• [Your assignment]
In the common bobtail excerpt below, turn the paragraph beginning "A common bobtail's lifespan" into a short list that keeps its main facts.

• [Page extract]
────────────────────

An egg clutch of a common bobtail female averagely consists of 3 to 130 eggs, the size of these egg clutches is dependent on the time of the year. The peaks of how many eggs in an egg clutch occur in April to May and October to November, particularly may also occur during seasons like summer and spring.

The size of the eggs may also differ depending on the time of the year they are laid, with the largest being laid coinciding with the aforementioned peaks of April to May and October to November. Numerical ranges of the egg sizes go from around 12.63mm to 57.50mm depending on development stage. The location of which the eggs are laid impact the features that the common bobtail will have at later stages, such as the length of the mantle and the length of the tentacle.

===Maturity===
A common bobtail's lifespan initially begins from egg to spawn, taking about 4 to 6 months. After which an immature to mature common bobtail may last another 4 to 6 months depending on gender. Effectively meaning that a common bobtail's full lifespan is around a year. Most mature common bobtail squids are present year-round from February to November.

────────────────────

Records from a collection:

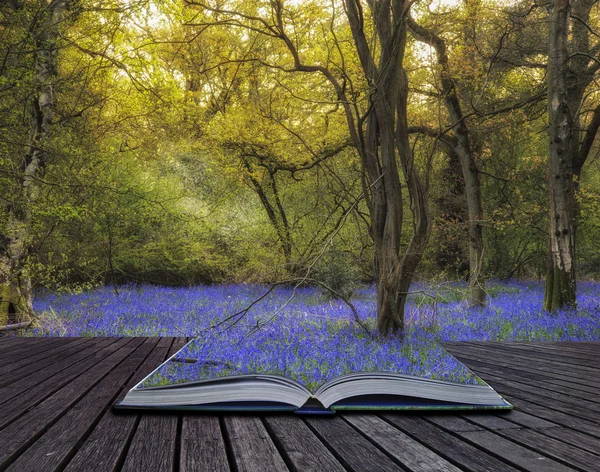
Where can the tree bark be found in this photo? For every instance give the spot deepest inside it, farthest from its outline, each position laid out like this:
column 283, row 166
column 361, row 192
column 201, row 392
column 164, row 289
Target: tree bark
column 375, row 133
column 15, row 281
column 470, row 171
column 560, row 280
column 386, row 136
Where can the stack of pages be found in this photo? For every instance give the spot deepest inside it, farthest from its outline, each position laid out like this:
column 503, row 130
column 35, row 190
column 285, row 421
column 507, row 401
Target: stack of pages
column 420, row 377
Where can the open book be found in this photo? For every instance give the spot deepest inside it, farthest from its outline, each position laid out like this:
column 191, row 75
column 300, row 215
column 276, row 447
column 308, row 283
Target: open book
column 195, row 379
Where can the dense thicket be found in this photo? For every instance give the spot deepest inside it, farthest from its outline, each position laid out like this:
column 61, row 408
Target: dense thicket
column 183, row 142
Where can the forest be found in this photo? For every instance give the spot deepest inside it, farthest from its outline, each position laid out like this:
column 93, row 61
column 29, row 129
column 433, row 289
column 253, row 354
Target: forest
column 414, row 148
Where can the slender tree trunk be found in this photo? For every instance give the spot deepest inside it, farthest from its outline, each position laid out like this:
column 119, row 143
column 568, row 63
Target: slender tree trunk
column 470, row 171
column 560, row 280
column 15, row 281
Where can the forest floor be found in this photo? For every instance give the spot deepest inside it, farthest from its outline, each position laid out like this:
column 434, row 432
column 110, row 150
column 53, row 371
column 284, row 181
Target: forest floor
column 439, row 312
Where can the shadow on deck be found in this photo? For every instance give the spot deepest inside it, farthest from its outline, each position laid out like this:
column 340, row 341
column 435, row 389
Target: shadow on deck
column 56, row 396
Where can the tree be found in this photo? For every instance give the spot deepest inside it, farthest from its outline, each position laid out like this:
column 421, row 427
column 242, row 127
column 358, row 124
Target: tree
column 379, row 131
column 460, row 146
column 572, row 65
column 44, row 25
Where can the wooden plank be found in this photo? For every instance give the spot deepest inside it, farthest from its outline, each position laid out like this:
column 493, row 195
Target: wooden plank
column 571, row 349
column 539, row 353
column 451, row 422
column 558, row 450
column 53, row 449
column 508, row 359
column 251, row 447
column 550, row 379
column 453, row 449
column 153, row 446
column 527, row 420
column 7, row 341
column 34, row 395
column 475, row 360
column 574, row 438
column 544, row 387
column 477, row 423
column 575, row 406
column 159, row 429
column 566, row 352
column 53, row 366
column 40, row 355
column 514, row 453
column 556, row 416
column 202, row 445
column 110, row 439
column 26, row 350
column 20, row 433
column 349, row 446
column 301, row 447
column 8, row 344
column 410, row 453
column 39, row 363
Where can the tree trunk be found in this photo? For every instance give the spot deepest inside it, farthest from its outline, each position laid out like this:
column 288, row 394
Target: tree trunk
column 470, row 171
column 560, row 280
column 15, row 282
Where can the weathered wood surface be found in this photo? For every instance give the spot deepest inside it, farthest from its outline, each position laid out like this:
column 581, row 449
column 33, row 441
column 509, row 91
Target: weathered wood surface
column 56, row 397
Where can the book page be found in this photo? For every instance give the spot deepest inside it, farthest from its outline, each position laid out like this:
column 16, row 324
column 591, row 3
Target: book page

────────────────────

• [Your solution]
- From egg to spawn takes about 4 to 6 months.
- From immature to mature takes another 4 to 6 months, depending on gender.
- The full lifespan is around a year.
- Most mature common bobtail squids are present from February to November.